*Task instructions*:
[A] Answer these from the film history text:
(i) What best-selling book was GoodFellas adapted from?
(ii) Which director made the 1962 thriller that Cape Fear (1991) remakes?
(iii) In what setting is The Age of Innocence placed?
[B] Carry the film history text forward from its final line.

*Text extract*:
§ §
Solid, Significant Films and Directors of the Decade:
Some of the most established Hollywood filmmakers continued
to make solid films during the decade - Martin Scorsese, Michael Mann,
Robert Altman, Anthony Minghella, Oliver Stone, James Brooks, Brian De
Palma, Robert Zemeckis, Barry Levinson, Francis Ford Coppola, Steven Spielberg,
and others.
Martin Scorsese
For instance, Martin Scorsese directed the following in
the decade before the turn of the century:
- the graphically-violent and compelling GoodFellas
(1990) - a virtuoso adaptation of Nicolas Pileggi's best-selling
book Wiseguy and a true-life account of gangster/FBI informant
Henry Hill (in the witness protection program ultimately) noted for
his statement: "As far back as I can remember, I always wanted
to be a gangster", with fellow gangsters Robert DeNiro and Joe
Pesci ("I'm funny how? Like a clown? I amuse you?")
- Cape Fear (1991), a commercially-successful
remake of director J. Lee Thompson's 1962 thriller film (with Gregory
Peck and Robert Mitchum), with Robert DeNiro as a vengeful, psychopathic
ex-convict stalking defense attorney Nick Nolte
the
costume drama The Age of Innocence (1993), an adaptation of Edith
Wharton's 1920 novel of passion, hypocrisy, sexual longing and emotional/psychological
repression set in 1870s Victorian New York society, starring Daniel
Day-Lewis and Michelle Pfeiffer as illicit lovers, and Winona Ryder
(who had a Best Supporting Actress nomination)
§ §
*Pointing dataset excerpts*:

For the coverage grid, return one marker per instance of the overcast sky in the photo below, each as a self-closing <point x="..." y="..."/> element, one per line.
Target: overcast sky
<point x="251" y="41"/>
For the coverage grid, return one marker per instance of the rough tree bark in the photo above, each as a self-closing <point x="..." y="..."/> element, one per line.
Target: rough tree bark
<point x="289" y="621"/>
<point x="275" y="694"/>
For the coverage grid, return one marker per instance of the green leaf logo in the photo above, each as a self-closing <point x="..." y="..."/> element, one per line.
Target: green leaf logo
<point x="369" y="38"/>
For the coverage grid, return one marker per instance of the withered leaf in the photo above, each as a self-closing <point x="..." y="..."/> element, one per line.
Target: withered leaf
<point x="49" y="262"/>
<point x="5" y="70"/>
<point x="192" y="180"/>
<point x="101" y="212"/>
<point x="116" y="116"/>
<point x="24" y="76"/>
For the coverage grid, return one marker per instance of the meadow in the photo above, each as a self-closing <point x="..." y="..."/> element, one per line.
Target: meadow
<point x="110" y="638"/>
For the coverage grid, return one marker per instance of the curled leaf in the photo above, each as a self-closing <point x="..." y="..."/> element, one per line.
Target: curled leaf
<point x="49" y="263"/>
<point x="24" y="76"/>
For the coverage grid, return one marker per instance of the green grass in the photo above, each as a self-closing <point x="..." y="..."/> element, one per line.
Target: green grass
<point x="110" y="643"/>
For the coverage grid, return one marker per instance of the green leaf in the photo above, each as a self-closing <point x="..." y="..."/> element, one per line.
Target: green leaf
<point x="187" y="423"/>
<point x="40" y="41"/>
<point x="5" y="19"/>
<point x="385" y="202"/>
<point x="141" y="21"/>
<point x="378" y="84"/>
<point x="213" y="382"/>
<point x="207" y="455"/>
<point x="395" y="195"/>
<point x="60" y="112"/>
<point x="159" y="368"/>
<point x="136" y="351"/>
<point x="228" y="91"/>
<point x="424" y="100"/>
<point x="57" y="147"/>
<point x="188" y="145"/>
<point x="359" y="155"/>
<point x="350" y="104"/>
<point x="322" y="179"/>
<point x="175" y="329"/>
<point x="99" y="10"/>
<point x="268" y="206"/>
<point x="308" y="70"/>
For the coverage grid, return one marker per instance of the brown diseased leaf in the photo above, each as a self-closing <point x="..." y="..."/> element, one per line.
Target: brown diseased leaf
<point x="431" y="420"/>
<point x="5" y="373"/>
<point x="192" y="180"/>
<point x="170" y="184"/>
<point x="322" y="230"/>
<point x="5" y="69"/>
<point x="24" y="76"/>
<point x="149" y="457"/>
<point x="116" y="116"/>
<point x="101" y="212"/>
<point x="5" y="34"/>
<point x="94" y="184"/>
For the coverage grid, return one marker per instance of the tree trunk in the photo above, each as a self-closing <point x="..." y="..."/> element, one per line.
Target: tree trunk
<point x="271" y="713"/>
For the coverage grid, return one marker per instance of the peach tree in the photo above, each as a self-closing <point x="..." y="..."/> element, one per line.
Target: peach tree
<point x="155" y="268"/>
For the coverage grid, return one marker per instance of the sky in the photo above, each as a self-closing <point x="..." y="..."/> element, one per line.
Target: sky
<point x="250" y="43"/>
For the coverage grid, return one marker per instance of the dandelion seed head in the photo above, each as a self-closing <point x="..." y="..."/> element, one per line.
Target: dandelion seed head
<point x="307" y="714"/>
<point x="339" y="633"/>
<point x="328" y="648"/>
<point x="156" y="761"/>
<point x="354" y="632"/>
§ §
*Responses per task*:
[A]
(i) Wiseguy, by Nicolas Pileggi
(ii) J. Lee Thompson
(iii) 1870s Victorian New York society

[B]
- Casino (1995), a Las Vegas-based gangster film
(again from a Pileggi adaptation) set in the 1970s, with favorite stars
Robert DeNiro (as gambling executive Ace) and Joe Pesci (as Mob enforcer
Nicky), and Oscar-nominated Sharon Stone (she won the Golden Globe award
for Best Actress) as a hedonistic, drug-addicted ex-prostitute named
Ginger McKenna
- Kundun (1997), a unique, episodic, historical
epic about the 14th Tibetan Dalai Lama's life, with visually-rich cinematography
by Roger Deakins
- Bringing Out the Dead (1999), a stunning urban
drama about a haunted New York paramedic/ambulance driver (Nicolas Cage);
the film reunited Scorsese with his frequent scriptwriter Paul Schrader,
who scripted Taxi Driver (1976), Raging
Bull (1980), and The Last Temptation of Christ (1988)
- Gangs of New York (2002), a period drama from
Herbert Asbury's book, starring Leonardo DiCaprio, Daniel Day-Lewis,
and Cameron Diaz; nominated for 10 Oscars (without any wins)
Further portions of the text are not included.